* **Exercise brief**:
Copy out all the lines of the data that hold the word "background".

====== Data extracts ======

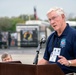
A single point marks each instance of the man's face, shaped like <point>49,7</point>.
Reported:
<point>55,20</point>
<point>8,58</point>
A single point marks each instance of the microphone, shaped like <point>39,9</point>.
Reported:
<point>43,40</point>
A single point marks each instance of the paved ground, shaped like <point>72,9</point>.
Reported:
<point>25,55</point>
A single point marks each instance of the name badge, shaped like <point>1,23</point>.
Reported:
<point>54,54</point>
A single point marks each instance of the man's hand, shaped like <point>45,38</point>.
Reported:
<point>63,61</point>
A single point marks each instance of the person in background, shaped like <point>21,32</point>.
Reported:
<point>6,57</point>
<point>61,44</point>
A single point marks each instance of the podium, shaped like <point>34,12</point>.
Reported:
<point>27,69</point>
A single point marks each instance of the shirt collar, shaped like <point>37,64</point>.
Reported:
<point>64,32</point>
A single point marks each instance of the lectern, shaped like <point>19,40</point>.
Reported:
<point>26,69</point>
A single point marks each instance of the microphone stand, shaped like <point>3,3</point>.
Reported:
<point>37,53</point>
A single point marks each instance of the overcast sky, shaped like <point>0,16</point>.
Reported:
<point>17,7</point>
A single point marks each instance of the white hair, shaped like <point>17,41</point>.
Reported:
<point>57,9</point>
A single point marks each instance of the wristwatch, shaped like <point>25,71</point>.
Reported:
<point>69,63</point>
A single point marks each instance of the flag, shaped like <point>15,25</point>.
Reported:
<point>35,14</point>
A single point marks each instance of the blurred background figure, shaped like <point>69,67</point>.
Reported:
<point>6,57</point>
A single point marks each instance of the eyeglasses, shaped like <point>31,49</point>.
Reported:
<point>53,18</point>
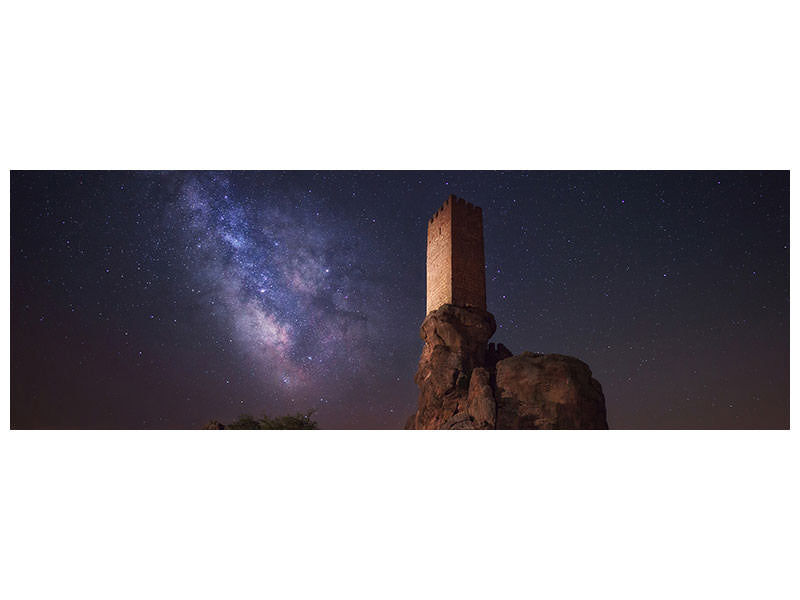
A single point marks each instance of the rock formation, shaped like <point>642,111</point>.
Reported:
<point>466,383</point>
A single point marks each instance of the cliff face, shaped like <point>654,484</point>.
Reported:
<point>466,383</point>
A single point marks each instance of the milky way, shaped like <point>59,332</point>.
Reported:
<point>167,299</point>
<point>288,285</point>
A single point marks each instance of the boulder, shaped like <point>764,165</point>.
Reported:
<point>548,391</point>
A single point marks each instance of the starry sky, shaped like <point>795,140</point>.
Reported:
<point>166,299</point>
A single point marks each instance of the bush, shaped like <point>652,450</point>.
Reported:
<point>295,421</point>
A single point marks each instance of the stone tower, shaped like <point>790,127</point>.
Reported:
<point>456,272</point>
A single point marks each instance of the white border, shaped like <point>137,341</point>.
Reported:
<point>578,85</point>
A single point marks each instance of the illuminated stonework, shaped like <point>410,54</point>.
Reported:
<point>455,260</point>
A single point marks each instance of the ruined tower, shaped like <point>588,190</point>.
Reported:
<point>456,273</point>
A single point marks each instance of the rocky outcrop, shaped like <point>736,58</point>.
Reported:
<point>548,391</point>
<point>466,383</point>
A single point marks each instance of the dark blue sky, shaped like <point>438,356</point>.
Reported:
<point>166,299</point>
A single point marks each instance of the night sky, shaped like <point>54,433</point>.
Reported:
<point>167,299</point>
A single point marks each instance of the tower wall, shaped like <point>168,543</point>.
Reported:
<point>439,258</point>
<point>455,257</point>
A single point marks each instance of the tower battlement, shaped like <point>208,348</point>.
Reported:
<point>455,258</point>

======

* **Response to this exercise**:
A single point marks each instance of the person in background, shaped like <point>21,32</point>.
A single point marks each instance of the blurred background figure, shaped like <point>69,67</point>.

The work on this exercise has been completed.